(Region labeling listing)

>>>

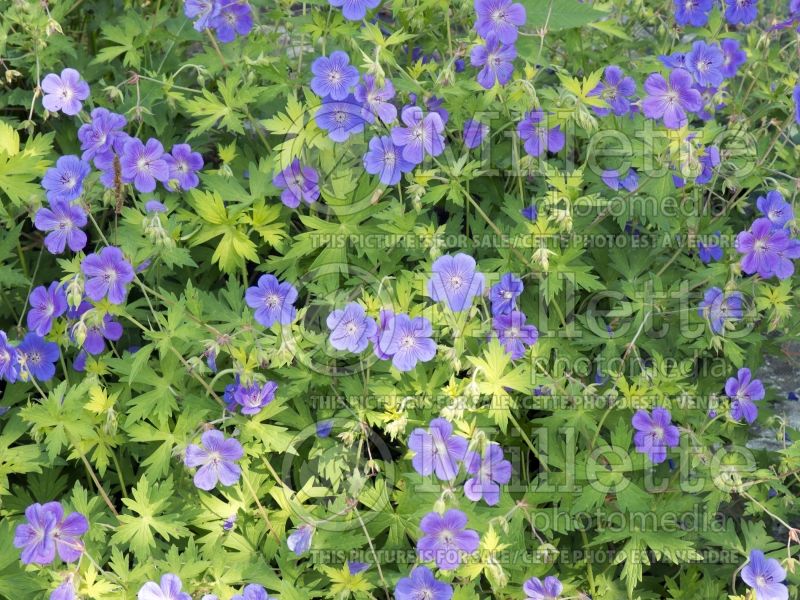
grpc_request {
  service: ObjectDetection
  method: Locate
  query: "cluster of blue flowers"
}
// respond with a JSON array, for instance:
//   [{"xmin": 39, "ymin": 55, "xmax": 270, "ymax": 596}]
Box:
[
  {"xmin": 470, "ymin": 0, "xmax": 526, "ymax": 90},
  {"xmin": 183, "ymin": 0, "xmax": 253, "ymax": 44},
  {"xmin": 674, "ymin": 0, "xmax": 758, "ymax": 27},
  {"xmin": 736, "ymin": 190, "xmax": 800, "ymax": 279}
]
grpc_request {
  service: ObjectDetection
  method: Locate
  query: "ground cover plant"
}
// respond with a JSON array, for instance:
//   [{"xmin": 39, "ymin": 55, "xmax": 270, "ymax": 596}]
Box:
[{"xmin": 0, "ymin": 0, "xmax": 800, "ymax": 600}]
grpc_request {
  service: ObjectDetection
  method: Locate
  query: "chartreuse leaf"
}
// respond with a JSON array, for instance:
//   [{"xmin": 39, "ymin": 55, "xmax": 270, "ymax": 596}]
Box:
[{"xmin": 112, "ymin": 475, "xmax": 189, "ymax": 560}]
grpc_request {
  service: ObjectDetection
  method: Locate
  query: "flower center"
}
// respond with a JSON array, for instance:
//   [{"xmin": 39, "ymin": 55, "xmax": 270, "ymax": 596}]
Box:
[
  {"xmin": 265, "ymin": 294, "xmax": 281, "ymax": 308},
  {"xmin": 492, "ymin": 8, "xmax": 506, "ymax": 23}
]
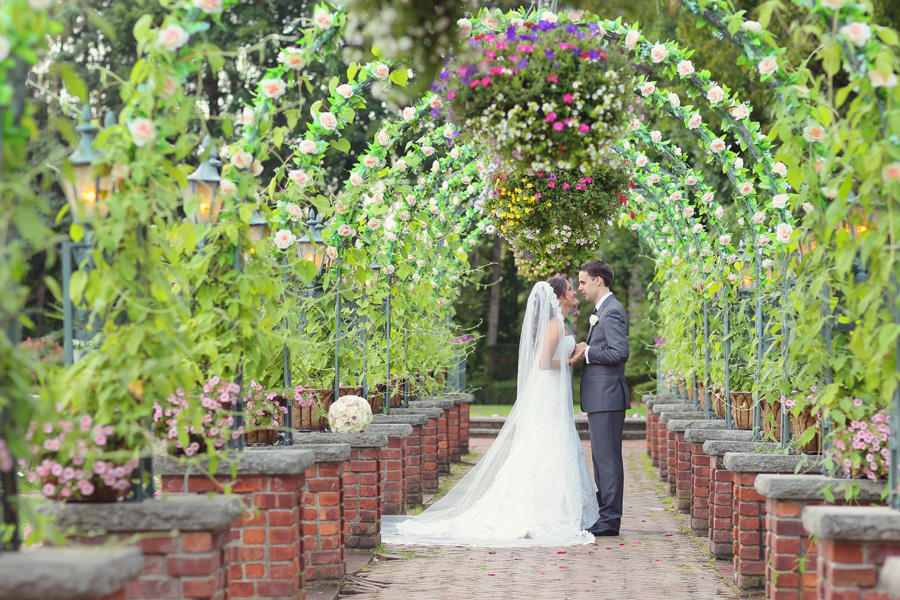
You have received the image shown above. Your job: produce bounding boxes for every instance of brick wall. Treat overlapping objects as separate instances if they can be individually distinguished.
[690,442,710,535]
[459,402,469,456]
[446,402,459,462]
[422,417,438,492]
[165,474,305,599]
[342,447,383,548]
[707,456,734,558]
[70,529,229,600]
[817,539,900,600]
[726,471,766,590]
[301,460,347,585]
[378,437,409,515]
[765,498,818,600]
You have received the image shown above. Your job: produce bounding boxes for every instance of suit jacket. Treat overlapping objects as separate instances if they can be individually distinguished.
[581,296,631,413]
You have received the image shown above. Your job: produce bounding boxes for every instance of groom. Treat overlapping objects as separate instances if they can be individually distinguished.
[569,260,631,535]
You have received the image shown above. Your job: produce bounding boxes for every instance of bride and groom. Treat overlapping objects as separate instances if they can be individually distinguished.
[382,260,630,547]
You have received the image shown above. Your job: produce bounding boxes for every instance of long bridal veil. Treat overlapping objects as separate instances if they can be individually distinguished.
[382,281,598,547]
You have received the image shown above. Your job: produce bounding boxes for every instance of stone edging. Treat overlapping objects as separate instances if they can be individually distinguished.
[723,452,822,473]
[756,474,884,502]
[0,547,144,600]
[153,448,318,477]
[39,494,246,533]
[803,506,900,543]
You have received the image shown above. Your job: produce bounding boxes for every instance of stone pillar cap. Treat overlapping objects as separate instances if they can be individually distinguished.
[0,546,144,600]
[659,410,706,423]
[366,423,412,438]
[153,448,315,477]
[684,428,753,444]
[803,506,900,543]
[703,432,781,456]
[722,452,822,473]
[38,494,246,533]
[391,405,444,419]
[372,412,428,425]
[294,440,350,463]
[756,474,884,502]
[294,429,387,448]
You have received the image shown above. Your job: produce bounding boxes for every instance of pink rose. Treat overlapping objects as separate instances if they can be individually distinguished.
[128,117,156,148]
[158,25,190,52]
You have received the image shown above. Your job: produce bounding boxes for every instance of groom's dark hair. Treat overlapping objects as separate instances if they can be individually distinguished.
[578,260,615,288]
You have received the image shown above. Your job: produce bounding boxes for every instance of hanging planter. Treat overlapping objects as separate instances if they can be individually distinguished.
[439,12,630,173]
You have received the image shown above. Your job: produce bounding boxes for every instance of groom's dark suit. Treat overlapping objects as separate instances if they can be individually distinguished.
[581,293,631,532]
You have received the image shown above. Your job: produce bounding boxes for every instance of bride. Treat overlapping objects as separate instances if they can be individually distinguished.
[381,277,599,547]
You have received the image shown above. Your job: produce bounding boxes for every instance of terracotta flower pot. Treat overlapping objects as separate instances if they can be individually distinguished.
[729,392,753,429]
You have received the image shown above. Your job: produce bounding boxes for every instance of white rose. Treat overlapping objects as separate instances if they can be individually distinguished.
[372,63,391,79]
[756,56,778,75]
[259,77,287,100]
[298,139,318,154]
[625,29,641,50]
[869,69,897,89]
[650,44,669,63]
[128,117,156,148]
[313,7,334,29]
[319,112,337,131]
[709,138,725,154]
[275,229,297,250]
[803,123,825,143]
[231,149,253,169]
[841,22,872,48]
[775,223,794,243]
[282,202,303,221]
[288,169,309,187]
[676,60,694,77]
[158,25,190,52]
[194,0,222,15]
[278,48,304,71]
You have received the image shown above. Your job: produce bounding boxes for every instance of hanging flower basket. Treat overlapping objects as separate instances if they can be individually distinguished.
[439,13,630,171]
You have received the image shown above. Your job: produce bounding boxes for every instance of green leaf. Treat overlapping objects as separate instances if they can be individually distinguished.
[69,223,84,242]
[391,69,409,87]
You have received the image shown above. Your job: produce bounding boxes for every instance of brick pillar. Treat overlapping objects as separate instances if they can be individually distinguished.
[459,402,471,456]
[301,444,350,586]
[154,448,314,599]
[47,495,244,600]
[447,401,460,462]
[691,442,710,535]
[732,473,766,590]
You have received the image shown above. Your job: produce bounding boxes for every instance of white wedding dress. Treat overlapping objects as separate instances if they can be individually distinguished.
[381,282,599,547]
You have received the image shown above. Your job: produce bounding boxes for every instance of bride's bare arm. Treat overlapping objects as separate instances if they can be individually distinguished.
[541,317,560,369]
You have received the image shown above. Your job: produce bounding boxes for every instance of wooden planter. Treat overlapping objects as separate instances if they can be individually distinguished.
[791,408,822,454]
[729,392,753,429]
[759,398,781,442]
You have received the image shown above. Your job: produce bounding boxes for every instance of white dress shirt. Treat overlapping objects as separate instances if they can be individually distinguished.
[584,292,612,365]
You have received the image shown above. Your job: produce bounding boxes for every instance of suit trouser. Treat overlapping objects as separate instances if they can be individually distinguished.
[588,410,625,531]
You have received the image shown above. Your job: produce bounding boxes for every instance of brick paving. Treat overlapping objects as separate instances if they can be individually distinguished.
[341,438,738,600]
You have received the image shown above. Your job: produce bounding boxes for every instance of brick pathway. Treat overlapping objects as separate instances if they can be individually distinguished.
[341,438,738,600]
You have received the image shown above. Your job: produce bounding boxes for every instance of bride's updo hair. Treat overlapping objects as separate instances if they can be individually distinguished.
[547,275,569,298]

<<<

**What to work on:**
Convert the listing, from the line containing "of brick paving." down through its end, into a two-column CSV with the headers instruction and answer. Each instruction line and the answer beneath it form one row, with every field quoted and any line breaks replaced by spaces.

**Full solution:**
instruction,answer
"You have received the image shown above. Your job: produce bounding boxes for every instance of brick paving. Treat overlapping objects as separate instances if they can be individually distinguished.","[341,438,738,600]"
"You have received the image shown above. Your job: produce bounding boxes for every instance of brick pathway. Treat overlapping objects as separate instances if they can be individually distinguished.","[341,438,738,600]"
"You have received the image shown above. Your job: produce bounding boxes for every instance of bride's updo hair. Treat overlapping objects as separate instances if they can be individually distinguished.","[547,275,569,298]"